** Opening Material for this exercise block **
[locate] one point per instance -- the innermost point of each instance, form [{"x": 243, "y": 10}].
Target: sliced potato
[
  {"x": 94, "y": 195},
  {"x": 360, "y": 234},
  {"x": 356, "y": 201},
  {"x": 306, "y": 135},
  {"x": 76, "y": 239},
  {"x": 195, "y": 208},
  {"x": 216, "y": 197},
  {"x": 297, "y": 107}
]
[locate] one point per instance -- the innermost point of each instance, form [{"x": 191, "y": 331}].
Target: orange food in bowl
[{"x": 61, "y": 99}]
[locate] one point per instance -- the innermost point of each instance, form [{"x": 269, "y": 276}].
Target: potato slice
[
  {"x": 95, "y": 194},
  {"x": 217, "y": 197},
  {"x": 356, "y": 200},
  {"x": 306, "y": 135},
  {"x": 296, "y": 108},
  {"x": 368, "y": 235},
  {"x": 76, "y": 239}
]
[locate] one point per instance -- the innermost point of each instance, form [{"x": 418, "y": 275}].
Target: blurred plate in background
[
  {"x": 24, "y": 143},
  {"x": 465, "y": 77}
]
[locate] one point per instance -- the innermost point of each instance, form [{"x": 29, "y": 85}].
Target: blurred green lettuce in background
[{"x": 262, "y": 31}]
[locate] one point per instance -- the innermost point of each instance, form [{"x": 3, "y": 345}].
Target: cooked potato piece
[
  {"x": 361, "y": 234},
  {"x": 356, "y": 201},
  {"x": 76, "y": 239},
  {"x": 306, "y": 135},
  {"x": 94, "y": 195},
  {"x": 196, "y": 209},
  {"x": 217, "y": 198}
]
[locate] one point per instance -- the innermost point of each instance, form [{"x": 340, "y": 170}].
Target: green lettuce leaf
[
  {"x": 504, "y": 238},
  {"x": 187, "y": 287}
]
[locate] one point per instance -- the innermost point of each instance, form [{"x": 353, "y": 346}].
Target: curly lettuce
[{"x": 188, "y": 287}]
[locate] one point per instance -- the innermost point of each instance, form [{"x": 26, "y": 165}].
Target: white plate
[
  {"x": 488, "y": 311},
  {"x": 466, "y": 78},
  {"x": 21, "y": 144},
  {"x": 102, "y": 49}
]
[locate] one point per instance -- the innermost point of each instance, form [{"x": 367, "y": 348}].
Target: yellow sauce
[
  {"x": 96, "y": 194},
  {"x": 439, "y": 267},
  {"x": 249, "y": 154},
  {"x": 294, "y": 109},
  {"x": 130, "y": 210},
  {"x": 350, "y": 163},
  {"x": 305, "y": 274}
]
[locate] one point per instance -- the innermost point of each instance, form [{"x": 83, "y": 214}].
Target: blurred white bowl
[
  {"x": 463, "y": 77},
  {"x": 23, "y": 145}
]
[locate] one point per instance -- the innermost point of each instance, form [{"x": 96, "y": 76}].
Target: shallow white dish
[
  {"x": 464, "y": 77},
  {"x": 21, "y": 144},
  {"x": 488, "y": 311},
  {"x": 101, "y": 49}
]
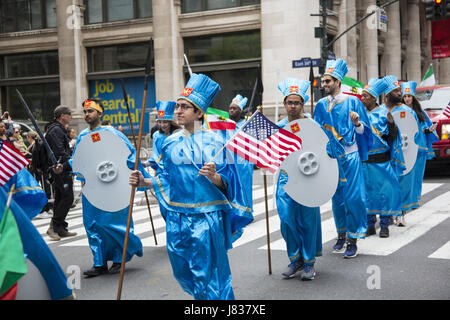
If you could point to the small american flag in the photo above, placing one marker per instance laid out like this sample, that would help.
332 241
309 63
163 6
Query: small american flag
446 111
263 143
11 161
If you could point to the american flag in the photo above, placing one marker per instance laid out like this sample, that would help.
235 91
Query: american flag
263 143
446 111
11 161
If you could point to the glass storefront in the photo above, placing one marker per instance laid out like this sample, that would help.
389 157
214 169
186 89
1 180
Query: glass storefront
21 15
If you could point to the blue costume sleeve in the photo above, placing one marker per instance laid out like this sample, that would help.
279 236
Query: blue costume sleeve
37 251
27 193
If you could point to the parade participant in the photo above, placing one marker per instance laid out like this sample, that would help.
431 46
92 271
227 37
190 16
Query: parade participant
202 198
344 120
300 225
244 167
106 230
427 134
58 140
383 195
166 126
393 102
236 108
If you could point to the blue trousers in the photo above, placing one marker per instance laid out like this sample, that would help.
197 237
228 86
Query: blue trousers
348 203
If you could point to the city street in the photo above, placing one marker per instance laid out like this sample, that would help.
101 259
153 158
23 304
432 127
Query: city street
413 263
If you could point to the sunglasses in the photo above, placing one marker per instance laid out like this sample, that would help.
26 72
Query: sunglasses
327 81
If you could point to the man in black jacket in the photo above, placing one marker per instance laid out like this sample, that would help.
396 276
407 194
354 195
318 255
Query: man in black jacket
58 139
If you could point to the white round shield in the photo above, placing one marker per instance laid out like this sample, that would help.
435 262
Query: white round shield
313 175
101 158
408 128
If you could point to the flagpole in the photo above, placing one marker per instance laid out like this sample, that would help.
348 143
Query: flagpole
135 146
234 135
136 165
269 259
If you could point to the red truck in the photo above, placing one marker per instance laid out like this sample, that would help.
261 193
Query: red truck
434 100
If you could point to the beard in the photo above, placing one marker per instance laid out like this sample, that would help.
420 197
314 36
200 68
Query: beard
394 99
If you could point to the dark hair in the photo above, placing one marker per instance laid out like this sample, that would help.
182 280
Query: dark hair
417 109
173 127
97 100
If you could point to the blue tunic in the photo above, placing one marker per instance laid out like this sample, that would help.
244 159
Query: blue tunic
382 186
300 225
349 208
425 142
106 230
201 218
408 183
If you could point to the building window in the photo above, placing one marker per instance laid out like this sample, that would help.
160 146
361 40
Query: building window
118 57
223 47
229 59
98 11
22 15
30 65
204 5
42 99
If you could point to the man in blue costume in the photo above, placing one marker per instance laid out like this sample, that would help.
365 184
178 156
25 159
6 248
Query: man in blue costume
204 200
106 230
344 120
394 104
382 186
427 134
300 225
244 167
237 106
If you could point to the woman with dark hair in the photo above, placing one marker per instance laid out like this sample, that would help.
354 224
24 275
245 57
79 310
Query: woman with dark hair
** Closing Material for this exercise block **
### [The task]
Wherever a picture appears in the data, please drop it and retype the rest exactly.

### [Result of the task]
[locate] one point per instance -- the innermost point of each instance, form [{"x": 243, "y": 10}].
Target: sliced potato
[
  {"x": 94, "y": 195},
  {"x": 360, "y": 234},
  {"x": 356, "y": 201},
  {"x": 306, "y": 135},
  {"x": 76, "y": 239},
  {"x": 195, "y": 208},
  {"x": 216, "y": 197},
  {"x": 297, "y": 107}
]
[locate] one point per instance -- the innermost point of each instance, form [{"x": 191, "y": 331}].
Target: orange food in bowl
[{"x": 61, "y": 99}]
[locate] one point per instance -- the innermost point of each instance, form [{"x": 269, "y": 276}].
Target: potato slice
[
  {"x": 95, "y": 194},
  {"x": 217, "y": 197},
  {"x": 356, "y": 200},
  {"x": 306, "y": 135},
  {"x": 296, "y": 108},
  {"x": 368, "y": 235},
  {"x": 76, "y": 239}
]
[locate] one point per instance -- the innermost point of each instance, form [{"x": 418, "y": 275}].
Target: blurred plate in background
[
  {"x": 24, "y": 143},
  {"x": 465, "y": 77}
]
[locate] one point per instance -- the innermost point of each instance, form [{"x": 29, "y": 85}].
Target: blurred green lettuce in background
[{"x": 262, "y": 31}]
[locate] one point per instance -- the innermost point of each instance, form [{"x": 3, "y": 345}].
Target: cooked potato piece
[
  {"x": 361, "y": 234},
  {"x": 356, "y": 201},
  {"x": 76, "y": 239},
  {"x": 306, "y": 135},
  {"x": 94, "y": 195},
  {"x": 196, "y": 209},
  {"x": 217, "y": 198}
]
[locate] one point per instance -- the innermost point of each instance, form [{"x": 340, "y": 170}].
Target: green lettuce leaf
[
  {"x": 504, "y": 238},
  {"x": 187, "y": 287}
]
[locate] one point per instance -- the innermost point of each instance, form [{"x": 353, "y": 346}].
Target: curly lettuce
[{"x": 188, "y": 287}]
[locate] one point per instance -- the innermost point of each instance, form [{"x": 26, "y": 165}].
Target: white plate
[
  {"x": 488, "y": 311},
  {"x": 466, "y": 78},
  {"x": 21, "y": 144},
  {"x": 102, "y": 49}
]
[locate] one point per instance -- the innermost point of each instance, form [{"x": 367, "y": 348}].
Target: yellow sauce
[
  {"x": 96, "y": 194},
  {"x": 439, "y": 267},
  {"x": 249, "y": 154},
  {"x": 294, "y": 109},
  {"x": 130, "y": 210},
  {"x": 350, "y": 163},
  {"x": 305, "y": 274}
]
[locate] one point per instance -- the innermost point of each instance, form [{"x": 83, "y": 214}].
Target: blurred white bowl
[
  {"x": 463, "y": 77},
  {"x": 23, "y": 145}
]
[locate] one point per instance -- the innermost point of each instance, form [{"x": 96, "y": 76}].
Target: shallow white dish
[
  {"x": 464, "y": 77},
  {"x": 21, "y": 144},
  {"x": 488, "y": 311},
  {"x": 101, "y": 49}
]
If you could point to the small american flag in the photo above, placing one marker per instance laid out like this sample, that would help.
332 241
309 63
163 6
Query: small american flag
446 111
263 143
11 161
If you could point to the american flag in the photo above, placing one marker per instance laid out like this sample, that would help.
235 91
Query: american flag
263 143
446 111
11 161
If you could point to the glass storefront in the photo above, placing one marker per instance laid out like this sample, that would help.
389 157
214 169
186 89
1 180
Query: glass storefront
21 15
If you could point to the blue costume sleeve in the photo above, placing one marker per instance laid out like this sample, that would help.
279 236
Query: blue costume sleeve
37 251
27 193
If you could point to the parade participant in the photo above, placing one marker per instance laid out like this sample, that would help.
431 46
92 271
227 37
190 16
Query: parade participant
202 198
344 120
300 225
244 167
106 230
427 134
58 140
383 195
166 126
393 102
236 108
If you could point to the blue trousers in the photo above, placing one marker per instance laid out like this sample, that would help.
197 237
228 86
Query: blue trousers
348 203
If you could point to the city street in the photo above, placing one marker per instance laid out like this sample, that would help.
101 259
153 158
23 304
432 127
Query: city street
413 263
If you could point to the sunglasses in the photo above, placing one marker per instance laid out like this sample, that would help.
26 72
Query: sunglasses
327 81
If you could point to the man in black jacket in the photo above, placing one marker per instance laid out like this sample, that would help.
396 276
407 194
354 195
318 255
Query: man in black jacket
58 139
If you could point to the white round shield in the photo above, placing one marker per instance laid out like this sample, that would help.
435 262
Query: white round shield
313 175
101 158
408 128
If you could point to the flagpole in the photo above, placing one marker per instance laid out like this sample, that would help.
348 143
Query: flagpole
135 146
234 135
136 165
269 259
If you could point to the red truck in the photo above, placing one marker per instance laid out like this sample, that would help.
261 193
Query: red truck
434 100
If you could point to the beard in the photo above, placing one marker per instance laid out like this sample, that would help.
420 197
314 36
200 68
Query: beard
394 99
If you could point to the dark hair in the photo above, placing one marker per instance laid out like this sample, that would help.
182 280
Query: dark hair
417 109
173 127
97 100
If you could point to the blue tunic in the photo above, placing one marker per instance laid out like this sample, that would help.
244 159
Query: blue tunic
382 186
300 225
349 208
425 142
106 230
201 218
408 183
If you could point to the building window in the photo above, placing one marker per instance laid out like this sample, that would help.
160 146
361 40
Query: building window
118 57
223 47
229 59
98 11
22 15
30 65
204 5
42 99
If you could point to the man in blue costume in the photo above, placing one marker per instance laid out like this sample, that would help.
365 184
178 156
25 159
6 248
Query: man in blue costume
204 200
106 230
344 120
394 104
382 186
427 134
300 225
244 167
237 106
If you could point to the woman with dark hair in the photo above, placing one marker per instance laid out like this sample, that would help.
354 224
24 275
245 57
79 310
Query: woman with dark hair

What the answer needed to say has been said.